WHAT YOU SHOULD DO: Pick out each line of the data that contains the word "short" and copy those lines. Upper and lower case must match.

LISTING:

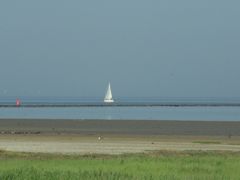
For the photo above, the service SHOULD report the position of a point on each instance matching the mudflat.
(116, 136)
(121, 127)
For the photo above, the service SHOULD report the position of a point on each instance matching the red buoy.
(18, 102)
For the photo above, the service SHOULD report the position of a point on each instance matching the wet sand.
(117, 136)
(121, 127)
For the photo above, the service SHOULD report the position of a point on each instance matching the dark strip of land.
(39, 105)
(119, 127)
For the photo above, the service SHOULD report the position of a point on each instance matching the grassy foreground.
(153, 165)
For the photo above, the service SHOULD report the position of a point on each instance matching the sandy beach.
(116, 137)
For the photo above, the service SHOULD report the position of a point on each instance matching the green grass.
(153, 165)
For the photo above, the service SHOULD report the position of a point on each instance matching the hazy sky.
(164, 48)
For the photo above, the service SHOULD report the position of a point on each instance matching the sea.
(131, 108)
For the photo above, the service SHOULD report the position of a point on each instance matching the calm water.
(206, 113)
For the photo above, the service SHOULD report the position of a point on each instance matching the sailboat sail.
(108, 96)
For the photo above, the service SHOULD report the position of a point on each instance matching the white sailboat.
(108, 97)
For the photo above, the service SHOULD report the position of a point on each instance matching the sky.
(145, 48)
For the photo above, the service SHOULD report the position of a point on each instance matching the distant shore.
(124, 127)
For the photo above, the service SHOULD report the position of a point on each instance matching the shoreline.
(117, 137)
(124, 127)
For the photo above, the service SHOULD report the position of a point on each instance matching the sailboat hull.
(108, 100)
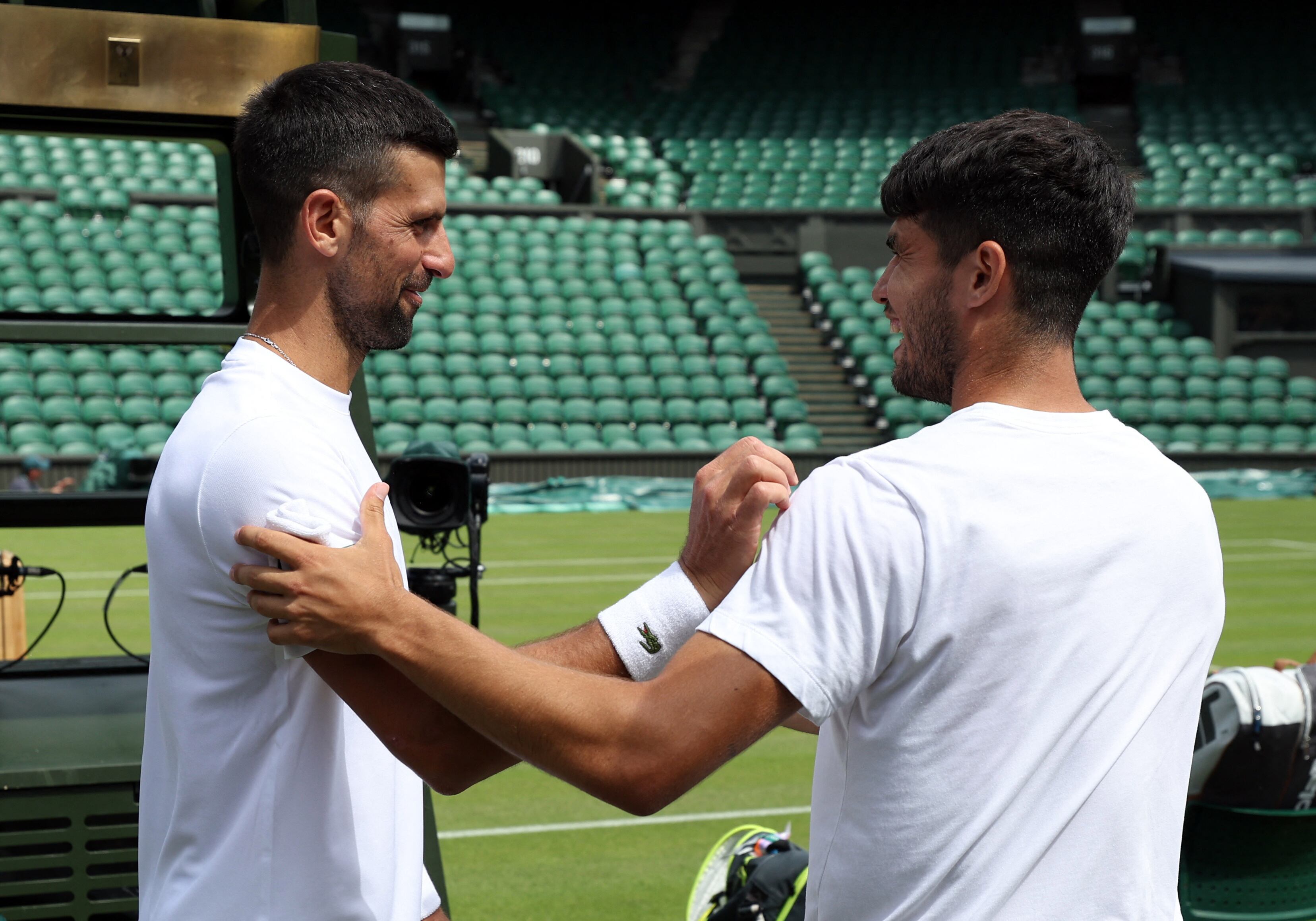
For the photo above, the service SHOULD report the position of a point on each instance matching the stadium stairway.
(834, 408)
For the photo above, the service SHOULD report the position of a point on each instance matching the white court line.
(623, 823)
(494, 565)
(485, 583)
(89, 594)
(1269, 543)
(569, 581)
(603, 561)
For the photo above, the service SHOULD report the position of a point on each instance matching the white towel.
(295, 517)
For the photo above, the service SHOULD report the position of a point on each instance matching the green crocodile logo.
(649, 640)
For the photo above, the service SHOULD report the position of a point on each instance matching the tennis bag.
(1254, 740)
(752, 874)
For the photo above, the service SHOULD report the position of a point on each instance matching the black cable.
(24, 572)
(106, 611)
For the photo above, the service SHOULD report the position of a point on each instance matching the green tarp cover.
(1257, 483)
(593, 494)
(658, 494)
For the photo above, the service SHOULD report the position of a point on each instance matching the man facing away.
(1002, 624)
(281, 786)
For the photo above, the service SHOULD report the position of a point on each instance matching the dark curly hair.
(1049, 191)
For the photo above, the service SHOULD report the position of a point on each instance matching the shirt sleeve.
(262, 465)
(835, 589)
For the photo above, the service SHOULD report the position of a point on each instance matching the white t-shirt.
(264, 796)
(1002, 626)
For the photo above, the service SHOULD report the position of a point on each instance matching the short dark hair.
(1049, 191)
(331, 126)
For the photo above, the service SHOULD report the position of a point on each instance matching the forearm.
(578, 727)
(423, 733)
(635, 745)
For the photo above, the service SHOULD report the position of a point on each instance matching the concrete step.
(835, 406)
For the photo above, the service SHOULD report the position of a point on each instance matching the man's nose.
(439, 261)
(880, 290)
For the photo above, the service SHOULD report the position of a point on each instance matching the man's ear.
(989, 273)
(325, 223)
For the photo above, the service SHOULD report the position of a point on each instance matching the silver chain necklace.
(273, 345)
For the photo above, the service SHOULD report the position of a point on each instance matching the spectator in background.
(29, 481)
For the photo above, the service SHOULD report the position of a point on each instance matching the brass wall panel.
(187, 65)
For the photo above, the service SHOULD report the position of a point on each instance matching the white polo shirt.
(1002, 626)
(264, 796)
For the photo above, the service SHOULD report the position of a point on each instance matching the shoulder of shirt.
(848, 477)
(271, 433)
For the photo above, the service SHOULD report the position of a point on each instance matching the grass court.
(552, 572)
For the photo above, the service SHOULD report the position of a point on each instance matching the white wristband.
(649, 626)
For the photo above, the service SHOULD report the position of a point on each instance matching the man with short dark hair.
(29, 481)
(1002, 624)
(279, 785)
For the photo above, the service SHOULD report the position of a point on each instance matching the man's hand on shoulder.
(727, 515)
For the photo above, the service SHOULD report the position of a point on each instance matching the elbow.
(640, 790)
(449, 786)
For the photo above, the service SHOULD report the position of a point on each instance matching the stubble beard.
(366, 304)
(929, 356)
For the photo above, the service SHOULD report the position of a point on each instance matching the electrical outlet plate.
(126, 62)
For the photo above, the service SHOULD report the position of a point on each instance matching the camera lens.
(431, 498)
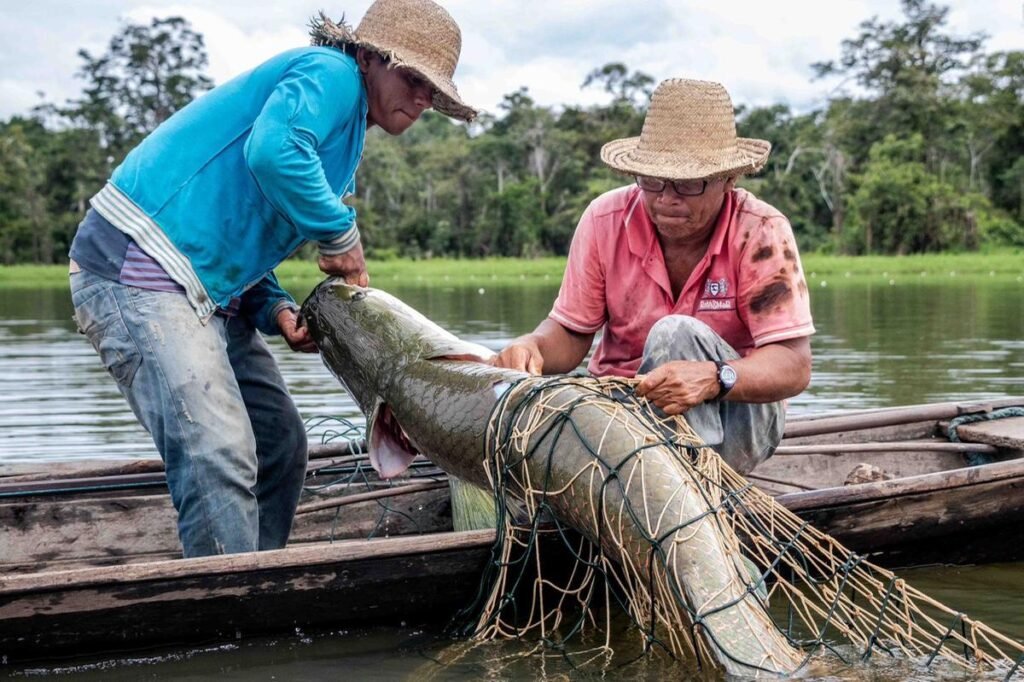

RESPONSE BELOW:
For the photo above, the service SHOULD report the position of a point on each instance matching the short dark hair.
For the photo above, the service SHOULD report the position of a point on each instance matching the man with short dark hair.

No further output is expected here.